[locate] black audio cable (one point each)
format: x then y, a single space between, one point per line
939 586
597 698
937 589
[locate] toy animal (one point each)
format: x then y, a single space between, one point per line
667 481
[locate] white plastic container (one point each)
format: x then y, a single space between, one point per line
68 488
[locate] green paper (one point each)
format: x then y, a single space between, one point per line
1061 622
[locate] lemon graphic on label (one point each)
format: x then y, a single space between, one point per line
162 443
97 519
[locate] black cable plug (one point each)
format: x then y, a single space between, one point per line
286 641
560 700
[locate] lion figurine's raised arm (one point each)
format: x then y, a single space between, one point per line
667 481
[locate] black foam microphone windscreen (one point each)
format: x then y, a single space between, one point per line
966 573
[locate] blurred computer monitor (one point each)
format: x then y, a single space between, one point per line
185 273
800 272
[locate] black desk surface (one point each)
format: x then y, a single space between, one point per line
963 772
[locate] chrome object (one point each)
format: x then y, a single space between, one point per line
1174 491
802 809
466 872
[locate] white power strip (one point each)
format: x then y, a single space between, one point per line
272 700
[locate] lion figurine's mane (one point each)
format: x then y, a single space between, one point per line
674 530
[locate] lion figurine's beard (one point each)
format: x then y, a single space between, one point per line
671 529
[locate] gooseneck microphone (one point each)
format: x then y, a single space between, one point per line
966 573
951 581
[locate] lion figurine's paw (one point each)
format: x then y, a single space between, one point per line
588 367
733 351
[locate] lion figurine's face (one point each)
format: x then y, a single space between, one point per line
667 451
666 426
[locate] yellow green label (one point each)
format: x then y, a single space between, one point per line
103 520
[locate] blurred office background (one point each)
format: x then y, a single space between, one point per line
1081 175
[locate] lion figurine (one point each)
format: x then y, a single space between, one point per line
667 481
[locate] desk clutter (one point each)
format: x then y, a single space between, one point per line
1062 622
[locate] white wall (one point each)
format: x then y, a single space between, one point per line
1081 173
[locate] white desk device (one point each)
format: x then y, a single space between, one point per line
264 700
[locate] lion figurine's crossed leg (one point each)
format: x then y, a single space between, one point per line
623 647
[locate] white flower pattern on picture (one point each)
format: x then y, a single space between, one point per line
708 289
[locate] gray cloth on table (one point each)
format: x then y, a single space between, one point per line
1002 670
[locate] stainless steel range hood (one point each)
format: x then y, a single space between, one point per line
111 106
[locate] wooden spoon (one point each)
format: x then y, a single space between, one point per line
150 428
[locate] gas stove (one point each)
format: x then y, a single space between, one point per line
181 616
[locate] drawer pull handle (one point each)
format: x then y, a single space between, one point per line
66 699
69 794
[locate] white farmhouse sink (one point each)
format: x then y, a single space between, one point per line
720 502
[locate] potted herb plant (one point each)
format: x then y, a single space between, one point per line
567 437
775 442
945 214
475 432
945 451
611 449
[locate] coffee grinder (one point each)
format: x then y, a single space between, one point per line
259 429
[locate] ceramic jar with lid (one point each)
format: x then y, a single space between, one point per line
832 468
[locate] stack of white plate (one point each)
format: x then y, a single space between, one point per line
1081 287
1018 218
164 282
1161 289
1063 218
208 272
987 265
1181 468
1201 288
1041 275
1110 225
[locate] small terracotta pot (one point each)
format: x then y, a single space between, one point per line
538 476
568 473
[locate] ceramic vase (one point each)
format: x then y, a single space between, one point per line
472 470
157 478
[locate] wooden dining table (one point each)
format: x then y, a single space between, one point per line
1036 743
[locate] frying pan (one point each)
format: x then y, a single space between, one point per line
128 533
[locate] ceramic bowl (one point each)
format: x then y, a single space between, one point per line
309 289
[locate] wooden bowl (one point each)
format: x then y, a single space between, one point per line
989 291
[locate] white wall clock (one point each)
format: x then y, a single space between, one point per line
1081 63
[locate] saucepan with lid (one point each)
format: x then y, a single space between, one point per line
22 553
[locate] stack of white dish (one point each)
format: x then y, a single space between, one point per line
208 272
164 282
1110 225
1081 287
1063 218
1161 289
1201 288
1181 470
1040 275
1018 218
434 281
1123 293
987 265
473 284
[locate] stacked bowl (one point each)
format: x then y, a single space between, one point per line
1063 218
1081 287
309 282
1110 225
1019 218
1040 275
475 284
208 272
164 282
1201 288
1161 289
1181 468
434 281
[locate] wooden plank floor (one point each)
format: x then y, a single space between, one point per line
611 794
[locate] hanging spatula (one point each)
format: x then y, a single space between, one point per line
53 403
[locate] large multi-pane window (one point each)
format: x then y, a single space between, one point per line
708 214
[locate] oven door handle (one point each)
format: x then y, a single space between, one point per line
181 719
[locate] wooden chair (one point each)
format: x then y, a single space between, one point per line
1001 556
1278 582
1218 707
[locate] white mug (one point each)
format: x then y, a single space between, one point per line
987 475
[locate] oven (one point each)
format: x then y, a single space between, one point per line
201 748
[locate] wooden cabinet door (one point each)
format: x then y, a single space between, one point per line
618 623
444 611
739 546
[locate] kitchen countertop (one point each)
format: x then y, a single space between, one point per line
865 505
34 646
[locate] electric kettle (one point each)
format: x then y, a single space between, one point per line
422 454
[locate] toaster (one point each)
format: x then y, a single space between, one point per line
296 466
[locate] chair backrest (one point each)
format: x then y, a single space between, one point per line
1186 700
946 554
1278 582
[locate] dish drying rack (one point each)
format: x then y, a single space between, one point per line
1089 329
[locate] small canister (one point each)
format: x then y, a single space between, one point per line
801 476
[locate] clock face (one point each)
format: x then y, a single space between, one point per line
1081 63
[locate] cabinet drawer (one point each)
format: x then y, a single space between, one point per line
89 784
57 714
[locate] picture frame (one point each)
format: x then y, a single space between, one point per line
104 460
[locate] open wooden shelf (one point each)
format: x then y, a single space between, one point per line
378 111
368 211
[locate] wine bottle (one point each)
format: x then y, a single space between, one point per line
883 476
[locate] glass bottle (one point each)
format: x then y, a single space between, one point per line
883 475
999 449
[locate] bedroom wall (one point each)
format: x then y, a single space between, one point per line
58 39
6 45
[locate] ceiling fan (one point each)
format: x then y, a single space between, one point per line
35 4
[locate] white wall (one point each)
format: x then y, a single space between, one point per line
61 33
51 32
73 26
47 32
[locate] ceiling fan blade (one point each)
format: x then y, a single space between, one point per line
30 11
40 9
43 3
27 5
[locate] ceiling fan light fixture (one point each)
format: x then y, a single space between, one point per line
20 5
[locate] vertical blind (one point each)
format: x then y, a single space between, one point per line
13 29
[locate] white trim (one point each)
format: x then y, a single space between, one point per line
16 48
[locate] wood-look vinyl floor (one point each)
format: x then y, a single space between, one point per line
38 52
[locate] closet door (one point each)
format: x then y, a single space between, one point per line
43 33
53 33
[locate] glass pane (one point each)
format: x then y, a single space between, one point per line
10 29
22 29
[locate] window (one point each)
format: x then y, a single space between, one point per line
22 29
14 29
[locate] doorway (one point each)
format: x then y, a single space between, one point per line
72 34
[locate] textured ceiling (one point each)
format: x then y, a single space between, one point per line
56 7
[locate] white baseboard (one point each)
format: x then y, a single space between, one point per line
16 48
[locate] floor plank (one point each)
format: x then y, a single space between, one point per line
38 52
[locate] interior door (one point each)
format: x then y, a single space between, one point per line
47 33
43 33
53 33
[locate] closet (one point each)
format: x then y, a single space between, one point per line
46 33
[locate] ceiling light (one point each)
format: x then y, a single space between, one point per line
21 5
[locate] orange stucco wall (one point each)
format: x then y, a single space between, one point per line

> **WORK TO COMPLETE**: Copy out all of the lines above word for word.

> **RESPONSE TO THIS EXERCISE**:
[locate] black audio cable (one point each)
format: x then y, a single space between, one point per line
939 586
597 698
937 589
[locate] toy animal (one point each)
format: x then y, a single space between, one point per line
667 481
[locate] white plastic container (one point each)
format: x then y, a single space between, one point per line
68 488
[locate] green paper (one point each)
format: x then y, a single space between, one point per line
1061 622
[locate] lemon graphic on label (one point each)
format: x then y, a single space between, one point per line
162 443
97 519
[locate] black cable plug (one point each)
format: x then y, a single space between, one point per line
286 641
560 700
[locate] lion figurine's raised arm (one point each)
format: x then y, a single space between, one point per line
667 481
[locate] black foam microphone windscreen (one point each)
format: x then y, a single space between, one point per line
966 573
[locate] blurred computer monitor (one point each)
format: x then y, a single space between, one point per line
185 273
800 272
[locate] black desk surface (one point each)
format: x then y, a single space between, one point per line
963 772
[locate] chrome object (one point each)
format: x then y, a single space between, one point per line
1174 491
802 809
466 872
[locate] white power strip (one point each)
format: x then y, a single space between, one point per line
272 700
[locate] lion figurine's mane (one point each)
format: x then y, a single space between, one point per line
674 530
[locate] lion figurine's beard (one point each)
format: x then y, a single space between, one point per line
671 529
[locate] gooseneck microphone (one point each)
format: x then y, a single space between, one point per line
966 573
951 581
[locate] lion figurine's paw (one point each)
format: x then y, a single space between, one point per line
588 367
733 351
[locate] lion figurine's face (one point each)
format: x then y, a single space between, one point per line
667 451
666 426
[locate] yellow green label (one point each)
format: x then y, a single space between, one point per line
103 520
[locate] blurred office background (one point each)
format: x then y, a single space between, one point per line
1081 175
[locate] lion figurine (one point each)
format: x then y, a single space between, one point per line
667 481
[locate] desk clutter (one point each)
format: x then y, a single space between, one point per line
1062 622
[locate] white wall (one point each)
format: x then y, a single space between, one point per line
1081 173
[locate] white desk device (one point each)
format: x then y, a single space between, one point per line
264 700
[locate] lion figurine's crossed leg (one point each)
format: x then y, a single space between, one point per line
623 647
[locate] white flower pattern on picture (one point each)
format: x then y, a single space between, one point per line
708 289
[locate] gray cloth on table (one point each)
format: x then y, a single space between, one point per line
1002 670
[locate] stainless steel range hood (one point each)
format: x then y, a single space between, one point per line
111 106
[locate] wooden spoon (one point each)
format: x then y, a single space between, one point per line
150 428
[locate] gas stove (one point each)
format: x then y, a single space between, one point per line
181 616
[locate] drawer pull handle (one point each)
format: x then y, a single space between, one point per line
66 699
69 794
[locate] white farmhouse sink (one point each)
format: x then y, a single space between, one point per line
720 502
[locate] potted herb plant (one point each)
format: x then y, a single space between, one point per line
567 437
775 442
945 214
475 432
945 451
611 449
[locate] coffee grinder (one point each)
format: x then y, a single space between, one point per line
259 429
[locate] ceramic jar with lid (one point each)
format: x then y, a single space between, one point per line
832 468
[locate] stack of white plate (one point each)
format: x then y, a single space between, one point per line
1081 287
1018 218
164 282
1161 289
1063 218
208 272
987 265
1181 468
1201 288
1041 275
1110 225
[locate] small terracotta pot (one point each)
format: x then y, a single space between, one point per line
538 476
568 473
[locate] ceramic vase (one point each)
format: x then y, a single space between, one point per line
472 470
157 478
[locate] wooden dining table (one point each)
format: x then y, a single space between, one point per line
1036 743
[locate] frying pan (one point each)
format: x then y, a single space between, one point per line
128 533
[locate] ceramic bowl (one point each)
format: x then y, a single space between, one point per line
309 289
[locate] wooden bowl (one point each)
format: x then y, a single space between, one point per line
989 291
[locate] white wall clock (one point each)
format: x then y, a single space between, one point per line
1081 63
[locate] saucepan with lid (one point each)
format: x then y, a single space between, one point per line
22 553
[locate] stack of white dish (one point each)
format: x then y, a single space between, one point per line
208 272
164 282
1110 225
1081 287
1063 218
1161 289
1201 288
1181 470
1040 275
1018 218
434 281
1123 293
987 265
473 284
[locate] stacked bowl (one point each)
format: x then y, a single space between, one point per line
1063 218
1081 287
309 282
1110 225
1019 218
1040 275
475 284
208 272
164 282
1201 288
1161 289
1181 468
434 281
[locate] wooden plank floor (one point each)
format: x then y, a single space between, one point per line
611 794
[locate] hanging spatula (one point each)
format: x then y, a single space between, one point per line
53 403
[locate] large multi-pane window (one point each)
format: x then y, a single space between, one point per line
708 214
[locate] oven door handle (one point each)
format: x then y, a single space between, one point per line
181 719
[locate] wooden chair (one point each)
format: x then y, a single space between, one point per line
1001 556
1278 582
1218 707
[locate] white mug (one point each)
format: x then y, a single space between, one point per line
987 475
[locate] oven (one point each)
format: x then y, a single space between, one point per line
201 748
[locate] wooden cabinet door (one point each)
format: x then y, a single space between, one point per line
618 623
444 611
739 546
[locate] kitchen countertop (one point each)
format: x then y, a single space between, one point per line
865 505
34 646
[locate] electric kettle (one point each)
format: x then y, a single space between, one point per line
422 454
[locate] toaster (one point each)
format: x then y, a single space between, one point per line
296 466
[locate] chair backrest (one point each)
format: x then y, a single space between, one point per line
1186 700
946 554
1278 582
[locate] dish drying rack (one point each)
format: x then y, a single space between, one point per line
1089 329
[locate] small canister (one point each)
format: x then y, a single space between, one point per line
801 476
[locate] clock face (one point each)
format: x then y, a single space between, one point per line
1081 63
[locate] cabinet drawer (one point each)
format: x then y, a single space between, one point per line
89 784
57 714
[locate] picture frame (one point each)
format: x then y, a single space between, one point per line
104 460
[locate] open wooden shelf (one point each)
format: x then y, a single space between, one point per line
378 111
368 211
[locate] wine bottle (one point each)
format: x then y, a single space between, one point per line
883 476
[locate] glass bottle (one point each)
format: x then y, a single space between, one point per line
883 475
999 449
[locate] bedroom wall (one point each)
format: x then y, a single space between, one point per line
58 39
6 45
[locate] ceiling fan (one point each)
format: x then y, a single space between, one point per line
35 4
[locate] white wall (one point each)
format: x then y, a single space between, one point per line
61 33
51 32
73 26
47 32
[locate] ceiling fan blade (one point each)
format: x then y, a single space between, one point per line
30 11
40 9
43 3
27 5
[locate] ceiling fan light fixture (one point each)
format: x then y, a single space between, one point per line
20 5
[locate] vertical blind (one point each)
format: x then y, a single space between, one point per line
13 29
[locate] white trim (one point each)
format: x then y, a single space between, one point per line
16 48
[locate] wood-look vinyl floor (one point each)
format: x then y, a single space between, one point per line
38 52
[locate] closet door (one point each)
format: x then y, a single space between, one point per line
43 33
53 33
[locate] glass pane (one point each)
format: x then y, a single space between, one point per line
10 29
22 29
[locate] window (one point each)
format: x then y, a single space between, one point per line
22 29
14 29
[locate] doorway (one point each)
format: x then y, a single space between, one point per line
72 34
[locate] textured ceiling (one point each)
format: x then y, a single space between, one point per line
56 7
[locate] white baseboard (one point each)
format: x then y, a single space between, one point per line
16 48
[locate] floor plank (one point each)
format: x then y, a single space between, one point per line
38 52
[locate] interior door (one point each)
format: x then y, a single space between, one point per line
47 33
43 33
53 33
[locate] closet (one point each)
format: x then y, a single space between, one point per line
46 33
[locate] ceiling light (one point each)
format: x then y, a single space between, one point per line
21 5
[locate] orange stucco wall (one point each)
format: x then y, a single space between, one point per line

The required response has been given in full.